# Analysis : Example

----
## Goal
- show on a simple example the main uses of the analysis module for tabular data

## Presentation of the example
Let's take the example of a table containing the price of some fruits and vegetables.

|product|plants   |plts |quantity|price|price level|group  |id   |supplier|location|valid|
|:-----:|:-------:|:---:|:-----:|:----:|:---------:|:-----:|:---:|:------:|:------:|:---:|
|apple  |fruit	  |fr   |1 kg	|1	   |low        |fruit1 |1001 |sup1    |fr      |ok   |
|apple  |fruit	  |fr   |10 kg	|10    |low        |fruit10|1002 |sup1    |gb      |ok   |
|orange |fruit	  |fr   |1 kg   |2     |high       |fruit1 |1003 |sup1    |es      |ok   |
|orange |fruit	  |fr   |10 kg	|20	   |high       |veget  |1004 |sup2    |ch      |ok   |
|peppers|vegetable|ve   |1 kg	|1.5   |low        |veget  |1005 |sup2    |gb      |ok   |
|peppers|vegetable|ve   |10 kg  |15    |low        |veget  |1006 |sup2    |fr      |ok   |
|carrot |vegetable|ve   |1 kg	|1.5   |high       |veget  |1007 |sup2    |es      |ok   |
|carrot |vegetable|ve   |10 kg	|20    |high       |veget  |1008 |sup1    |ch      |ok   |


The price is different depending on the product and the packaging of 1 or 10 kg.

In [1]:
fruits = {'plants':      ['fruit', 'fruit', 'fruit', 'fruit', 'vegetable', 'vegetable', 'vegetable', 'vegetable'],
          'plts':        ['fr', 'fr', 'fr', 'fr', 've', 've', 've', 've'], 
          'quantity':    ['1 kg', '10 kg', '1 kg', '10 kg', '1 kg', '10 kg', '1 kg', '10 kg'],
          'product':     ['apple', 'apple', 'orange', 'orange', 'peppers', 'peppers', 'carrot', 'carrot'],
          'price':       [1, 10, 2, 20, 1.5, 15, 1.5, 20],
          'price level': ['low', 'low', 'high', 'high', 'low', 'low', 'high', 'high'],
          'group':       ['fruit 1', 'fruit 10', 'fruit 1', 'veget', 'veget', 'veget', 'veget', 'veget'],
          'id':          [1001, 1002, 1003, 1004, 1005, 1006, 1007, 1008],
          'supplier':    ["sup1", "sup1", "sup1", "sup2", "sup2", "sup2", "sup2", "sup1"],
          'location':    ["fr", "gb", "es", "ch", "gb", "fr", "es", "ch"],
          'valid':       ["ok", "ok", "ok", "ok", "ok", "ok", "ok", "ok"]}

In [2]:
import pandas as pd
import ntv_pandas as npd

dts = pd.DataFrame(fruits)
adts = dts.npd.analysis(distr=True)

## Partitions
A partition is a minimum list of Field where combinations are all different in the dataset.

> _Exercises to complete_
• A. In the tabular data analysis example, what two things does the price depend on?
• B. Extend the tabular data analysis example, picking up right after its last sentence about partitions.

> _Data provided_
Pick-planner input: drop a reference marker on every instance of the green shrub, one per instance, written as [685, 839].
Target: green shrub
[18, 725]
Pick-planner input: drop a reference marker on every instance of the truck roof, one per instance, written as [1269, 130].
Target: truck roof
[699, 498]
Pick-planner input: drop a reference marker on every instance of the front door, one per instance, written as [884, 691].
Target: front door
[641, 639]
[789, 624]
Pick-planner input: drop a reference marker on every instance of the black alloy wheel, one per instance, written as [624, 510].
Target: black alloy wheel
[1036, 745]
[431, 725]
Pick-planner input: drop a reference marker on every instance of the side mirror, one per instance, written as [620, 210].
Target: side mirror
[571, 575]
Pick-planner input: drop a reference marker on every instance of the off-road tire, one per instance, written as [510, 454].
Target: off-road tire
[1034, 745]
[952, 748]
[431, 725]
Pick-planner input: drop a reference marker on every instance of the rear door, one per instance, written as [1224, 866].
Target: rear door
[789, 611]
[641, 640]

> _Answers to the exercise_
• A. The product and whether its packaging is 1 kg or 10 kg.

• B.
In [3]:
adts.partitions(mode='id')

[['plants', 'price level', 'quantity'],
 ['price level', 'quantity', 'supplier'],
 ['location', 'plants'],
 ['location', 'supplier'],
 ['product', 'quantity'],
 ['id']]

The dimension of a Dataset is the highest size of a partition.

In [4]:
adts.dimension

3

The Dataset is composed for a partition of:
- primary: partition fields
- secondary: fields derived from or coupled to primary fields
- unique: unique fields
- variable: other fields


In [5]:
adts.field_partition(mode='id') #first partition

{'primary': ['plants', 'quantity', 'price level'],
 'secondary': ['plts'],
 'mixte': ['product'],
 'unique': ['valid'],
 'variable': ['price', 'group', 'id', 'supplier', 'location']}

In [6]:
adts.relation_partition()

{'plants': ['plants'],
 'price level': ['price level'],
 'quantity': ['quantity'],
 'plts': ['plants'],
 'product': ['plants', 'price level'],
 'valid': [],
 'price': ['plants', 'price level', 'quantity'],
 'group': ['plants', 'price level', 'quantity'],
 'id': ['plants', 'price level', 'quantity'],
 'supplier': ['plants', 'price level', 'quantity'],
 'location': ['plants', 'price level', 'quantity']}

In [7]:
adts.field_partition(mode='id', partition=['product', 'quantity'])

{'primary': ['product', 'quantity'],
 'secondary': ['plants', 'plts', 'price level'],
 'mixte': [],
 'unique': ['valid'],
 'variable': ['price', 'group', 'id', 'supplier', 'location']}

In [8]:
adts.relation_partition(partition=['product', 'quantity'])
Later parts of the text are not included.